**EXERCISE TASK A:**
Please answer these questions using the court order in Usery v. Johnson below, marking each answer with its number:
(i) On what date was the decision issued?
(ii) Which judge signed the order?
(iii) Under what statute did the Secretary of Labor bring the action?
**EXERCISE TASK B:** Carry on the court order in Usery v. Johnson below, picking up right after its last sentence.

-- Begin DOCUMENT TEXT --

Usery v. Johnson

Decision Date19 August 1977
Docket NumberNo. A3-75-111.,A3-75-111.
PartiesW. J. USERY, Jr., Secretary of Labor (Successor to John T. Dunlop Resigned), United States Department of Labor, Plaintiff, v. Horace JOHNSON and Northern School Supply Co., a corporation, Defendant.
CourtU.S. District Court — District of South Dakota

Harold O. Bullis, U. S. Atty., Fargo, N. D., for plaintiff; William J. Kilberg, Sol. of Labor, U. S. Dept. of Labor, Washington, D. C., T. A. Housh, Jr., Regional Sol., U. S. Dept. of Labor, Kansas City, Mo., Henry C. Mahlman, Associate Regional Sol., U. S. Dept. of Labor, Denver, Colo., of counsel.

Armond G. Erickson, Tenneson, Serkland, Lundberg & Erickson, Ltd., Fargo, N. D., for defendant.

ORDER

BENSON, Chief Judge.

This action was brought by the Secretary of Labor (Secretary) under the Fair Labor Standards Act of 1938, as amended, 29 U.S.C. §§ 201 et seq., to enjoin alleged wage discrimination on the basis of sex and to recover for female employees of Defendant Northern School Supply Co. (Northern)1 the difference between their wages and the wages of two male employees allegedly doing equal work while employed by Defendant.2 Northern denies the charge and defends any wage variances on the grounds that "differences in compensation are due to additional duties and capacities in which the people hired render service." The case was tried to the court, and taken under advisement after the evidence was in.

-- End DOCUMENT TEXT --
-- Begin INFORMATION SUPPLIED --

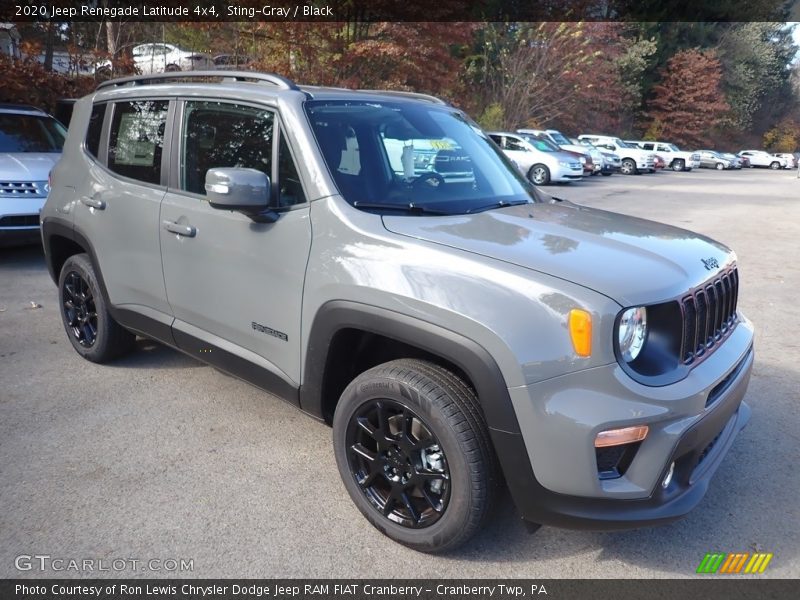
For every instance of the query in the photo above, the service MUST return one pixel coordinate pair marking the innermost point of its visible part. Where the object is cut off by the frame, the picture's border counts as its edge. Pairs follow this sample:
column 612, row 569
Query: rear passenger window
column 219, row 135
column 137, row 139
column 95, row 129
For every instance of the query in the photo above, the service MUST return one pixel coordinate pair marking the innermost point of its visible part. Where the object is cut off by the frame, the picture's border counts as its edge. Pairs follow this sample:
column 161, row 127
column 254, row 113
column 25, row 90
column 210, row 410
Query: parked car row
column 548, row 156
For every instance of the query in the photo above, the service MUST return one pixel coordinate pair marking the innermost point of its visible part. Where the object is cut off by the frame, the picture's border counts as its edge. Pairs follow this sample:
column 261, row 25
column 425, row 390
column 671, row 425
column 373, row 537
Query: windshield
column 559, row 138
column 541, row 144
column 30, row 133
column 399, row 154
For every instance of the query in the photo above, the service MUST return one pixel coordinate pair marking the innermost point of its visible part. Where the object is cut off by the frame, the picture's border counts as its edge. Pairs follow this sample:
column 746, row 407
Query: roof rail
column 276, row 80
column 399, row 93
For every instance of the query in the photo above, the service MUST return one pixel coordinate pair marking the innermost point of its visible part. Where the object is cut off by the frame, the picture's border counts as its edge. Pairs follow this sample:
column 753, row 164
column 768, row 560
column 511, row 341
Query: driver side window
column 512, row 144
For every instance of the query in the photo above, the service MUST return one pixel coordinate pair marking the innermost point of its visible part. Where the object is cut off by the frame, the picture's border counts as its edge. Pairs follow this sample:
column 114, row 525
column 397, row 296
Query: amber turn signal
column 617, row 437
column 580, row 330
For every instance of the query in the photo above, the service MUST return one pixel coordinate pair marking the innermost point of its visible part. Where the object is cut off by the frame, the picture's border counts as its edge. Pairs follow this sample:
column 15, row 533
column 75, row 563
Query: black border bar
column 395, row 10
column 709, row 587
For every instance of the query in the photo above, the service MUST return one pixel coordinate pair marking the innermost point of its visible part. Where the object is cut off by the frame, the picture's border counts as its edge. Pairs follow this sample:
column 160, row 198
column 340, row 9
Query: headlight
column 632, row 332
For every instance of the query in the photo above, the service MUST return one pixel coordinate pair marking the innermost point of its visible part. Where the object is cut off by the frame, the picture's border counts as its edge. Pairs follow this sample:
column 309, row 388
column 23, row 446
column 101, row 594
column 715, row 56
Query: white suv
column 759, row 158
column 634, row 159
column 30, row 145
column 676, row 159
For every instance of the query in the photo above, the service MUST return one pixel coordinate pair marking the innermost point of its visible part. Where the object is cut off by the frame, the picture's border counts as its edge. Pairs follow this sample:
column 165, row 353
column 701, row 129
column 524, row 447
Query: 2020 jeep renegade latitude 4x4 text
column 455, row 331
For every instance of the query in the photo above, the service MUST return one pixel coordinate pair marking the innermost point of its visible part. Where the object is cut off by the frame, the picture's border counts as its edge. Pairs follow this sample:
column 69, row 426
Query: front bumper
column 553, row 475
column 19, row 220
column 561, row 174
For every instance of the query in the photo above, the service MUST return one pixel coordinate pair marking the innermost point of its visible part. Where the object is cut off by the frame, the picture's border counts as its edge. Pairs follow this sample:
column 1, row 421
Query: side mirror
column 244, row 190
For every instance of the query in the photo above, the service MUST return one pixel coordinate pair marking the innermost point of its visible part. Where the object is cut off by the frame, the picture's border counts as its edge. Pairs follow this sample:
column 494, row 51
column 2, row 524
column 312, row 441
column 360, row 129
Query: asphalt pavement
column 157, row 457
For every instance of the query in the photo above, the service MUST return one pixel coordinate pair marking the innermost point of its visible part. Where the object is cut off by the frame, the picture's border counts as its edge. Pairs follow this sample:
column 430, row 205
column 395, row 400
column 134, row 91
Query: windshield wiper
column 498, row 204
column 407, row 207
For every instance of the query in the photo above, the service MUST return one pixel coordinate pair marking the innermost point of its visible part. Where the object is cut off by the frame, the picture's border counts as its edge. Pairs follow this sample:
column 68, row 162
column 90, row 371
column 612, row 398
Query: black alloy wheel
column 80, row 312
column 413, row 450
column 398, row 463
column 91, row 329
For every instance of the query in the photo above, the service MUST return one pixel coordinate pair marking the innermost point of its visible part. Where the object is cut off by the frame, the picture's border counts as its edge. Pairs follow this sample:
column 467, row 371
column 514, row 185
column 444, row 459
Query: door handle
column 184, row 230
column 93, row 202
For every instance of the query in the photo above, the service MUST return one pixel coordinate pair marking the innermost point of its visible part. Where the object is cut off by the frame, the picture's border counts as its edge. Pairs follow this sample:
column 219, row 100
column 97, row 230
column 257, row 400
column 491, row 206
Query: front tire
column 413, row 452
column 628, row 167
column 91, row 329
column 539, row 174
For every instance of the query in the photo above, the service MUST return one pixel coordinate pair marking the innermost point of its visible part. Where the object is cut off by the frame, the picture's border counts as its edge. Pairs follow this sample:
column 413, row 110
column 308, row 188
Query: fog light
column 617, row 437
column 668, row 478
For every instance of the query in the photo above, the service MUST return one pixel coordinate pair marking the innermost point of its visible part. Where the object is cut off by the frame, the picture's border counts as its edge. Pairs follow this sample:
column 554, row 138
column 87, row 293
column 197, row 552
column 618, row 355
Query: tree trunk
column 112, row 37
column 48, row 46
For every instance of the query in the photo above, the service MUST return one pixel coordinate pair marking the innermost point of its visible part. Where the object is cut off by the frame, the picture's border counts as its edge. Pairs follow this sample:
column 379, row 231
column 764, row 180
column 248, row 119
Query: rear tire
column 539, row 174
column 91, row 329
column 414, row 454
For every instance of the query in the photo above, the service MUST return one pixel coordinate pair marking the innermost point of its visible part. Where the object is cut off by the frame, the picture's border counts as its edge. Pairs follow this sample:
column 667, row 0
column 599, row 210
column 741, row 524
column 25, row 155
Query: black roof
column 6, row 106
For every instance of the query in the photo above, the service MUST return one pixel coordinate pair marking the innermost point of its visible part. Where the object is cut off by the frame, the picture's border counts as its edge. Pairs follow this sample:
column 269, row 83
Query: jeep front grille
column 21, row 189
column 709, row 315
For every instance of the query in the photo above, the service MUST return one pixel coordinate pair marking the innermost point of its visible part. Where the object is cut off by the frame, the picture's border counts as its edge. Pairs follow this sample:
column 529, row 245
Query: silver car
column 540, row 160
column 456, row 333
column 30, row 145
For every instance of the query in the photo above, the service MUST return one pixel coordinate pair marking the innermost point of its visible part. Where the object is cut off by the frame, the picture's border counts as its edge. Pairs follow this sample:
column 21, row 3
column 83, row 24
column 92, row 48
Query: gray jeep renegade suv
column 458, row 331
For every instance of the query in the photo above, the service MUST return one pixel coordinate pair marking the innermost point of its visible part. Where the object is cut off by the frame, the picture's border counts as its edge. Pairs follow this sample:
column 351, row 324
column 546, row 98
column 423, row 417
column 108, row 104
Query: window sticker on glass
column 136, row 145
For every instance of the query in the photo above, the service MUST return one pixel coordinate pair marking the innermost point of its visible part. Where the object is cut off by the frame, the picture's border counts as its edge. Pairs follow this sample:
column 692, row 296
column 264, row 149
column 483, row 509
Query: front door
column 235, row 286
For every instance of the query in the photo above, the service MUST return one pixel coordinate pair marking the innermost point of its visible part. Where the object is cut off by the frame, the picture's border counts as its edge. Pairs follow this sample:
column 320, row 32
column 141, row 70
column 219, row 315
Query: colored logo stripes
column 742, row 562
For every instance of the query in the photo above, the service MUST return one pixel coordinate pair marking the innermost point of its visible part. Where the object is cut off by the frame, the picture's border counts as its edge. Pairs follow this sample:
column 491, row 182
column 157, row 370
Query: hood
column 575, row 148
column 27, row 166
column 630, row 260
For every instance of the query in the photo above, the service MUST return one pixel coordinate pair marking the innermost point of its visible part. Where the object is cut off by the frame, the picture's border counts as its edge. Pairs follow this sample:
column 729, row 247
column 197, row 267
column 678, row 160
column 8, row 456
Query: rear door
column 235, row 286
column 119, row 204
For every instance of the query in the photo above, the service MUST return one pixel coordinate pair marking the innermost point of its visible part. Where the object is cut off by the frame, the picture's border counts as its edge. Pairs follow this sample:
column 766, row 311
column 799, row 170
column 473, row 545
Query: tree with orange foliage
column 688, row 102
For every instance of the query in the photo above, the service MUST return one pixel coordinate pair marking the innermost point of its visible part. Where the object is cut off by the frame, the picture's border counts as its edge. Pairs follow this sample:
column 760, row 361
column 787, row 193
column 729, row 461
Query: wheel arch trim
column 474, row 360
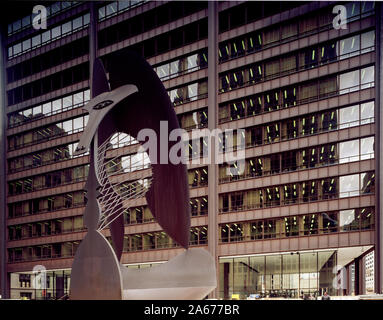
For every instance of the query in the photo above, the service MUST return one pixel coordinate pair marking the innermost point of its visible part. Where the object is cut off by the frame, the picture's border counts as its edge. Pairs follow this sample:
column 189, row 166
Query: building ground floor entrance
column 344, row 271
column 338, row 271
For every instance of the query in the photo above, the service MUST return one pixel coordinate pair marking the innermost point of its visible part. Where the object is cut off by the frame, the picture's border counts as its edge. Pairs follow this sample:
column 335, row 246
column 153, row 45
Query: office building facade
column 300, row 215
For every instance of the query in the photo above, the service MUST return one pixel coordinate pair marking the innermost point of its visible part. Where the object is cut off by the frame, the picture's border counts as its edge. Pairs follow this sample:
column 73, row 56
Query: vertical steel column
column 93, row 45
column 212, row 124
column 3, row 200
column 378, row 151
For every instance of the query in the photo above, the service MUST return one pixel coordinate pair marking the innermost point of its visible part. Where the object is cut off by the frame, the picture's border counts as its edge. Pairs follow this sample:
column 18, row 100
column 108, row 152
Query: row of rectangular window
column 188, row 93
column 42, row 158
column 194, row 120
column 171, row 40
column 142, row 214
column 262, row 39
column 48, row 36
column 295, row 95
column 117, row 7
column 198, row 177
column 48, row 180
column 302, row 192
column 51, row 11
column 181, row 66
column 42, row 252
column 292, row 128
column 46, row 228
column 160, row 240
column 153, row 18
column 321, row 19
column 49, row 108
column 47, row 204
column 256, row 73
column 312, row 157
column 52, row 131
column 49, row 59
column 133, row 215
column 53, row 82
column 302, row 225
column 137, row 242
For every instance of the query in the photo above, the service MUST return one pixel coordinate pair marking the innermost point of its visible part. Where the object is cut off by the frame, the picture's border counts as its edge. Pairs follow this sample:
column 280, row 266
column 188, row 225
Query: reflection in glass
column 349, row 47
column 367, row 112
column 349, row 117
column 368, row 41
column 348, row 82
column 367, row 181
column 367, row 148
column 349, row 186
column 349, row 151
column 348, row 220
column 367, row 77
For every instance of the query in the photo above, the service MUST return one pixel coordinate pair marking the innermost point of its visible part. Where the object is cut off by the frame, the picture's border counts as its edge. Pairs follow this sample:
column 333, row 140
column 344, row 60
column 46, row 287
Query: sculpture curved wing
column 126, row 110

-- End INFORMATION SUPPLIED --

**WRITTEN RESPONSE A:**
(i) 19 August 1977
(ii) Benson, Chief Judge
(iii) The Fair Labor Standards Act of 1938, as amended, 29 U.S.C. §§ 201 et seq.

**WRITTEN RESPONSE B:**
According to the interrogatories and responses and requests for admissions and responses in the record, all of which were made a part of the evidence at trial, Defendant is an employer within the meaning of the Fair Labor Standards Act, and is engaged in the operation of an enterprise subject to the provisions of the Act. 29 U.S.C. § 203(r), (s)(1). This court's jurisdiction over the present action is conferred by Section 17 of the Fair Labor Standards Act.3

The Secretary has alleged specifically the violation of Section 6 of the Fair Labor Standards Act, otherwise known as the Equal Pay Act of 1963 (the Act). Section 6 provides in part:

No employer having employees subject to any provisions of this section shall discriminate, within any establishment in which such employees are employed, between employees on the basis of sex by paying wages to employees in such establishment at a rate less than the rate at which he pays wages to employees of the opposite sex in such establishment for equal work on jobs the performance of which requires equal skill, effort, and responsibility, and which are performed under similar working conditions, except where such payment is made pursuant to (i) a seniority system; (ii) a merit system; (iii) a system which measures earnings by quantity or quality of production; or (iv) a differential based on any other factor other than sex: Provided, That an employer who is paying a wage rate differential in violation of this subsection shall not, in order to comply with the provisions of this subsection, reduce the wage rate of any employee. 29 U.S.C. § 206(d)(1).

In brief, the Secretary charges that the duties of the male and female sales clerks employed by Defendant were essentially the same, and that the female sales clerks have received lower rates of pay than the two males even though the work performed by each of the sales clerks, male and female, was performed with similar skill, effort and responsibility, and under similar working conditions. The Secretary further charges that no other factor other than sex justified the pay differential.

At the outset, several established principles with reference to the Equal Pay Act should be noted. In actions alleging wage discrimination under the Equal Pay Act, the burden of proof is on the Secretary to show that the jobs involved are equal within the meaning of the Act. Corning Glass Works v. Brennan, 417 U.S. 188, 195, 94 S.Ct. 2223, 41 L.Ed.2d 1 (1974); Schultz v. American Can Company, 424 F.2d 356, 360 (8th Cir. 1970). In meeting this burden, the Secretary need not prove that the jobs in question are identical; the test is whether they are substantially equal, Peltier v. City of Fargo, 533 F.2d 374, 377 (8th Cir. 1976), requiring the same effort, skill and responsibility, Schultz v. American Can Company, supra, 424 F.2d at 360.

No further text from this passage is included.